Scan the records for the word "leafy". Return each line where it is found.

┄┄┄┄┄┄

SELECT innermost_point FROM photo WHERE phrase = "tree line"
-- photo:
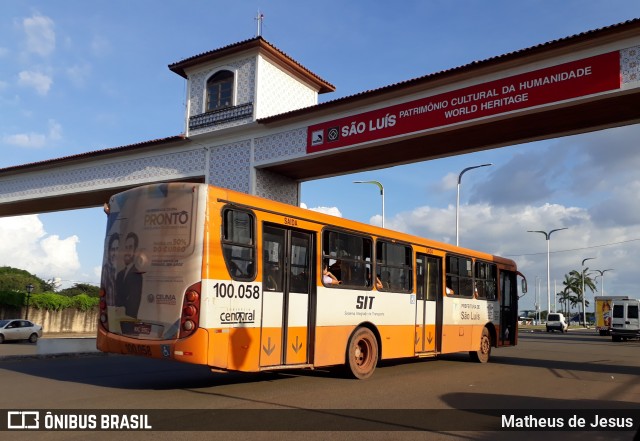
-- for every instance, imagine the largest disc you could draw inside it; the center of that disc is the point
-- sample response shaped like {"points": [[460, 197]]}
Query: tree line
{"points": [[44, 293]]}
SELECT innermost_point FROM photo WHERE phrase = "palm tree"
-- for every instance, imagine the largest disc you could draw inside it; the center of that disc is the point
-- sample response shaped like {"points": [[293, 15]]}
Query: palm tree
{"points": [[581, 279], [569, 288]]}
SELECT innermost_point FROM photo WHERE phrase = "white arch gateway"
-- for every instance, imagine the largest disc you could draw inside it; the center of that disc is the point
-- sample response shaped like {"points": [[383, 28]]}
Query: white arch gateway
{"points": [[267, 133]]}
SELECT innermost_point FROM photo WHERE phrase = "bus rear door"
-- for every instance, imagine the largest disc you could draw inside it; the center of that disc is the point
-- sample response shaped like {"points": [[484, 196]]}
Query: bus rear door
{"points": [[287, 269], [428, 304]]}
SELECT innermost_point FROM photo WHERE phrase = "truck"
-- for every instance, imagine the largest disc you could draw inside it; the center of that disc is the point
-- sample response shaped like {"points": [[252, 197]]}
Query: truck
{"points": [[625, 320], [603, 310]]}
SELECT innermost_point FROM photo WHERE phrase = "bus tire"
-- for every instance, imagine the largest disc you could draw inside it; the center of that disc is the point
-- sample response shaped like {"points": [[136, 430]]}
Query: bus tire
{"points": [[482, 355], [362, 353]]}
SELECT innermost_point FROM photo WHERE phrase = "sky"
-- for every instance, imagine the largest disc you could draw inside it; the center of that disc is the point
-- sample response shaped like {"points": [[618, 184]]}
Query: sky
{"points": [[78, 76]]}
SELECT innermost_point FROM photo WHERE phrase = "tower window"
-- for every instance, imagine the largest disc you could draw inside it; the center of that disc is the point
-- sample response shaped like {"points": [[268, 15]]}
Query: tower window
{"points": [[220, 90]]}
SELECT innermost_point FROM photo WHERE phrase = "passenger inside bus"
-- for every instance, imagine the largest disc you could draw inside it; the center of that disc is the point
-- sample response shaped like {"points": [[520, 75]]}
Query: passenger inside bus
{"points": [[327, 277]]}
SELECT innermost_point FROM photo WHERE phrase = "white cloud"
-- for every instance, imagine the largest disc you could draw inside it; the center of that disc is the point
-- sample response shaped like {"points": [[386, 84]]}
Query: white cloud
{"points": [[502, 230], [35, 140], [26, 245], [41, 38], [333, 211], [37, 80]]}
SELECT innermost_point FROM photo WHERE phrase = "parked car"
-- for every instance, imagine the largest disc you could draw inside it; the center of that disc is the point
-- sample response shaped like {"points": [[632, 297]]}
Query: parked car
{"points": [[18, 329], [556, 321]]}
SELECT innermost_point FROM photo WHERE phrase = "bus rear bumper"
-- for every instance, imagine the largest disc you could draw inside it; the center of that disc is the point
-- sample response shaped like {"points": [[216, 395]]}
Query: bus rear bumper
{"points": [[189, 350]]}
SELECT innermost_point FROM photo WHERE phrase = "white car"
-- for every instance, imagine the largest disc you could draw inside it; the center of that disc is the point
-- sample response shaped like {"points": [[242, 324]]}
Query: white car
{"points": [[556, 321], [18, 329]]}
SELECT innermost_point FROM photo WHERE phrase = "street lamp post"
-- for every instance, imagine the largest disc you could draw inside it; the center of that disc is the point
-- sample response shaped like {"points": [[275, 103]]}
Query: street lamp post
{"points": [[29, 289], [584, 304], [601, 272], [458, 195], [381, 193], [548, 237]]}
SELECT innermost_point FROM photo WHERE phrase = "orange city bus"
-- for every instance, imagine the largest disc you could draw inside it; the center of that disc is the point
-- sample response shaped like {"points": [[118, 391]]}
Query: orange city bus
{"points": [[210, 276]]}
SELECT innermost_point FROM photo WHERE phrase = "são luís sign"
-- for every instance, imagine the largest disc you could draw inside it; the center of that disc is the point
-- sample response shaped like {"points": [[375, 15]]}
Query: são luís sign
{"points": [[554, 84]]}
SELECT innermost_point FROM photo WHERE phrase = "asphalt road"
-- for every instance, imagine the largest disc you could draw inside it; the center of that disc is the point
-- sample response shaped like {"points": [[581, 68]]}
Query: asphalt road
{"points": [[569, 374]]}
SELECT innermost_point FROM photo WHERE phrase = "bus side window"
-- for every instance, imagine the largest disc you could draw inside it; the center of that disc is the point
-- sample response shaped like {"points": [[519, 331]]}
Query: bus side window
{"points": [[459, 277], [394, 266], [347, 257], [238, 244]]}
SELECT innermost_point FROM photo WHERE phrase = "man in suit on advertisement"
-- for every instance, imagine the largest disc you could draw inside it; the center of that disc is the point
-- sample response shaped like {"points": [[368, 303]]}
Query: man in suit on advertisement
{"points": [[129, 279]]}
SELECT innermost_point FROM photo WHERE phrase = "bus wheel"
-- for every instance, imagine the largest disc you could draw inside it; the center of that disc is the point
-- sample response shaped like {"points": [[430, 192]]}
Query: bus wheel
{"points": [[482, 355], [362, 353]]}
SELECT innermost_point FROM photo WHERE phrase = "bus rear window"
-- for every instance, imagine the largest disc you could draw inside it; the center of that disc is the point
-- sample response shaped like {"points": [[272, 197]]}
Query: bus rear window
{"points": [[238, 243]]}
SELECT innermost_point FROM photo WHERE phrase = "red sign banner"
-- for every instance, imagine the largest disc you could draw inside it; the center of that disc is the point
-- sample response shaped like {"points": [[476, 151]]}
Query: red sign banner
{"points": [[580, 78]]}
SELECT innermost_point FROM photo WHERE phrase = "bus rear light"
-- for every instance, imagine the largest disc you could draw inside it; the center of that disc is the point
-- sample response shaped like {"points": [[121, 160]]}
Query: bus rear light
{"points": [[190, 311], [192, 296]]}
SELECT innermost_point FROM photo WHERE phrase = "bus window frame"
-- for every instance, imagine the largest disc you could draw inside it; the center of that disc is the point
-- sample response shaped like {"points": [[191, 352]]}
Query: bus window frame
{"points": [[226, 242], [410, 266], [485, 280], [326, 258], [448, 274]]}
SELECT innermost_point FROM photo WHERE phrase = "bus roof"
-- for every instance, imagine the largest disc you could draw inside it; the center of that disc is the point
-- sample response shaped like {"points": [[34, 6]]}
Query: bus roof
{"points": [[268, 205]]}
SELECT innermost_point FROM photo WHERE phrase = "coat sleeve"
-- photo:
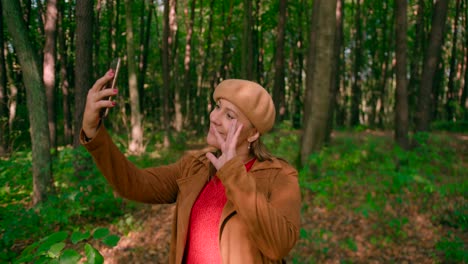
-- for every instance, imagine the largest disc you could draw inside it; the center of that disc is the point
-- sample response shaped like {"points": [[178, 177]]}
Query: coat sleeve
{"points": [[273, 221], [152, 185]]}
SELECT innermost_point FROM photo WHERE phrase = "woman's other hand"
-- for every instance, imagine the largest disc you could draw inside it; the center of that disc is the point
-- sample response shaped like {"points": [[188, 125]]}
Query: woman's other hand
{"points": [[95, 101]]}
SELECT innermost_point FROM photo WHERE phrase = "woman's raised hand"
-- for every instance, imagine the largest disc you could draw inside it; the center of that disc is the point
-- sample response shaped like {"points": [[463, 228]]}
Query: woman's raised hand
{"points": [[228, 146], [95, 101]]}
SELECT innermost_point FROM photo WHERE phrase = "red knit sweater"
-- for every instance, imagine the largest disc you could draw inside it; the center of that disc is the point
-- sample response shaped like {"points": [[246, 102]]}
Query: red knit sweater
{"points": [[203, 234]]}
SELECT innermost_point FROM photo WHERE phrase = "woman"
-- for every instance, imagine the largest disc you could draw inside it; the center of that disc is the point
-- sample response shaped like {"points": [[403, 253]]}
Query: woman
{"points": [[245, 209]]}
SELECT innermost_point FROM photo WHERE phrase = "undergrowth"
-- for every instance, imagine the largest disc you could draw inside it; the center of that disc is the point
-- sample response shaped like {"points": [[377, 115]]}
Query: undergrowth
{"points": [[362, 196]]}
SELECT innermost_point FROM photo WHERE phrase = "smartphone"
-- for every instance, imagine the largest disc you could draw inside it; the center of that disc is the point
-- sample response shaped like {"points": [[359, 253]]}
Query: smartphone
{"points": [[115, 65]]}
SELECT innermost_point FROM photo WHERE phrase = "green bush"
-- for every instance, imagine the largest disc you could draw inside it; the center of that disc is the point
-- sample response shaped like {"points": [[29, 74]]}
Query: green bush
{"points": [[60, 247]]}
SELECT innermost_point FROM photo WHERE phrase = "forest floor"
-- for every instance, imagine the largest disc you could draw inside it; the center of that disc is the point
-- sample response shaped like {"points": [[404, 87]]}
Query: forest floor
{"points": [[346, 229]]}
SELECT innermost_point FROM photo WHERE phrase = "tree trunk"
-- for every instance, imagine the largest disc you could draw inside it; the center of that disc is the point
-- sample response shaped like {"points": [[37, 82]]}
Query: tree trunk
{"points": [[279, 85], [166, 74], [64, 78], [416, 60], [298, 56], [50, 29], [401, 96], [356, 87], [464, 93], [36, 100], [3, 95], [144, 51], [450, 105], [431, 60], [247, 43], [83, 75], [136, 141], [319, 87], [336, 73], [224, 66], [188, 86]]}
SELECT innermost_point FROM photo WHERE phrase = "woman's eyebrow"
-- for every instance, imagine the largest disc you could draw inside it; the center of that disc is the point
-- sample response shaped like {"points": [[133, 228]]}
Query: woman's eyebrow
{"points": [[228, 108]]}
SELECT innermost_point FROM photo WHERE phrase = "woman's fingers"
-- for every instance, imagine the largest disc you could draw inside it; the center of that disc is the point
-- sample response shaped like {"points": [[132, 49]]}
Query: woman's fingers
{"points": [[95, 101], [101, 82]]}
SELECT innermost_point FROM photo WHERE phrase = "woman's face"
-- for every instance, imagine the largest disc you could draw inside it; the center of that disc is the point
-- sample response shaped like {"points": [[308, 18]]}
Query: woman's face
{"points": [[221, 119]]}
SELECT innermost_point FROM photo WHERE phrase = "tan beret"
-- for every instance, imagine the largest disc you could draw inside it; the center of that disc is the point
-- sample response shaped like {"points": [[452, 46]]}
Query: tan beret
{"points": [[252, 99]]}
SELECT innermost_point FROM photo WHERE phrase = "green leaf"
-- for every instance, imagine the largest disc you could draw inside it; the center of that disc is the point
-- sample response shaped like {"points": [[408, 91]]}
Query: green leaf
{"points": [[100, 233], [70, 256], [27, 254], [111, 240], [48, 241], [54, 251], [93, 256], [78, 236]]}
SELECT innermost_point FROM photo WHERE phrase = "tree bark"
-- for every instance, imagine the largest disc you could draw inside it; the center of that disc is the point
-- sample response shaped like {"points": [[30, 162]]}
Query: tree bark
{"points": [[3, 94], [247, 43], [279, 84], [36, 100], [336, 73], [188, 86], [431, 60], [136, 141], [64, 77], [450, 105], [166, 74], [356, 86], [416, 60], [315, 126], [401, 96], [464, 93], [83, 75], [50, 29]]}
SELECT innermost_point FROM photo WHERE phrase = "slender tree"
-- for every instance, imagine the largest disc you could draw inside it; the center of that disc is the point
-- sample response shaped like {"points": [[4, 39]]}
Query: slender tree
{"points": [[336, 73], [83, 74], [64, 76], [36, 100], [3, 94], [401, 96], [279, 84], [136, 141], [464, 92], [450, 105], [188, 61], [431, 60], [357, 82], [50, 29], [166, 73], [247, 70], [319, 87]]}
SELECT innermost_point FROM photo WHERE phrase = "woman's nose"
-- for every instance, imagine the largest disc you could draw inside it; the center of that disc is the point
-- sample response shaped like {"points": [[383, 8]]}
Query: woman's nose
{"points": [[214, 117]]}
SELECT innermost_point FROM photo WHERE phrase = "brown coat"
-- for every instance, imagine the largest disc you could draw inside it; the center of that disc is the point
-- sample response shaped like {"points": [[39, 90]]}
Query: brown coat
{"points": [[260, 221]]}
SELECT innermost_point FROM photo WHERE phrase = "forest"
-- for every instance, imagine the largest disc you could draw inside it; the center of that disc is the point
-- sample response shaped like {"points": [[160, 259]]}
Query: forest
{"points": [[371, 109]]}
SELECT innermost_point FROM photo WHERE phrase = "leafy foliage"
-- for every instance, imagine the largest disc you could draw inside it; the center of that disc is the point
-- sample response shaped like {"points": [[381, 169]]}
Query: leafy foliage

┄┄┄┄┄┄

RESULT OF THIS TASK:
SELECT innermost_point FROM photo WHERE phrase = "leafy foliage"
Query: leafy foliage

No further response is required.